* Passage cité *
++++++++

Daniel Sibony. Mise au point sur l’antisémitisme

Dans mes diverses analyses de l’antisémitisme, ou plutôt de ce que j’appelle la vindicte anti juive, j’ai montré que dès l’origine du peuple juif, l’entourage, même bienveillant, lui en a voulu d’avoir « quelque chose » qu’aujourd’hui on trouve mystérieux, qui fait que ça marche, qu’on réussit, qu’on a beau être désespéré, il y a toujours de l’espoir ; bref d’avoir quelque chose qu’autrefois on appelait plus simplement la bénédiction.

Et comme c’est écrit en toutes lettres dans la Torah, personne aujourd’hui n’y fait plus attention, sauf bien sûr les esprits attentifs. Quand, dans la Genèse, le roi des philistins dit à Isaac en substance : éloigne-toi, tu réussis mieux que nous, c’est de cela qu’il s’agit.

Après, ça se complique, mais ça reste compréhensible : quand les Évangiles calculent presque chaque mot pour qu’il reprenne une allusion de la Bible hébraïque, afin que le nouveau message, la Bonne nouvelle, tire avec elle la bénédiction d’Abraham pour l’arracher aux juifs et la donner aux adeptes du christianisme naissant, les Évangiles ne font pas autre chose que tenter de prendre l’objet mystérieux et bénéfique, dont ils supposent non sans raison que les juifs le détiennent, mais dont ils croient à tort que les juifs le possèdent comme un avoir, alors que c’est une certaine disposition dans le rapport à l’être, c’est-à-dire au divin.

++++++++

* Informations extraites *
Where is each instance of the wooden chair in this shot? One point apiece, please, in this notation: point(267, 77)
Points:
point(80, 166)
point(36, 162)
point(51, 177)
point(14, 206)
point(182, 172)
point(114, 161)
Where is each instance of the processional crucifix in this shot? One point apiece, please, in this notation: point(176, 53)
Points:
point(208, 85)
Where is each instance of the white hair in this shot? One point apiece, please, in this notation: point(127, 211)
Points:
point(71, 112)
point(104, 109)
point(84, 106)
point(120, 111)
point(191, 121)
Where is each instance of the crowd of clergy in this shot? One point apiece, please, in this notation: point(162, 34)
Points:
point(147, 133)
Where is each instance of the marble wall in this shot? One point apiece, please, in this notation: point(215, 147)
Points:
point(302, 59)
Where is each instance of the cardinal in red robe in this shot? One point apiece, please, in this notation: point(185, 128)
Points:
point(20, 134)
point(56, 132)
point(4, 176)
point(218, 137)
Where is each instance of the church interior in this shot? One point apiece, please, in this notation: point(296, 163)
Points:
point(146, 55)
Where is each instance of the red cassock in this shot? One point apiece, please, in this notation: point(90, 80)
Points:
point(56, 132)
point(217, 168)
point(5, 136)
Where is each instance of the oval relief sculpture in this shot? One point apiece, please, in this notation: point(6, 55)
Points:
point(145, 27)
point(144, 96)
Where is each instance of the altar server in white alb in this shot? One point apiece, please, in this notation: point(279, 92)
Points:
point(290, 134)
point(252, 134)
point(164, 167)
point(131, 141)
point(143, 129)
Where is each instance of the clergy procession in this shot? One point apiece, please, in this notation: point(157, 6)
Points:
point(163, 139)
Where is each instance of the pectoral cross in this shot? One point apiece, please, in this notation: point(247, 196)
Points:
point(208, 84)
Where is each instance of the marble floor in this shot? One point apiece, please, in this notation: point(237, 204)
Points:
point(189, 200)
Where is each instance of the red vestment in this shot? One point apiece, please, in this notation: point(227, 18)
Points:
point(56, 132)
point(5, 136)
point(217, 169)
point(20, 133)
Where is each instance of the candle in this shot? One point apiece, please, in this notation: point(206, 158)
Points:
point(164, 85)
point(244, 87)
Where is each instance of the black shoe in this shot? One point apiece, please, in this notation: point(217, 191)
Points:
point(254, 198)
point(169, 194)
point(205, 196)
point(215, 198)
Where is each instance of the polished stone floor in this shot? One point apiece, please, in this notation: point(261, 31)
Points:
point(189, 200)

++++++++

* Consigne donnée *
Reprenez le texte sur l'antisémitisme et prolongez-le à la suite de sa dernière phrase.

* Réponse rédigée *
Quand le Coran reprend de très longs passages de la Bible, et presque toutes les histoires importantes qui s’y trouvent, et qu’il les met au compte de l’islam, lorsqu’il islamise les grands Hébreux antiques, lorsqu’il dit que la version biblique du message est falsifiée (très clairement, parce qu’elle ne met pas en avant Ismaël mais Isaac), lorsqu’il met en scène le « sacrifice » d’Isaac en remplaçant celui-ci par Ismaël, il ne fait pas autre chose que tenter d’arracher l’objet précieux, la bénédiction, et de montrer qu’en prétendant l’avoir, les juifs sont des usurpateurs. Toujours, cette tentative d’extorsion de l’objet du désir, supposé détenu par l’autre, par le juif.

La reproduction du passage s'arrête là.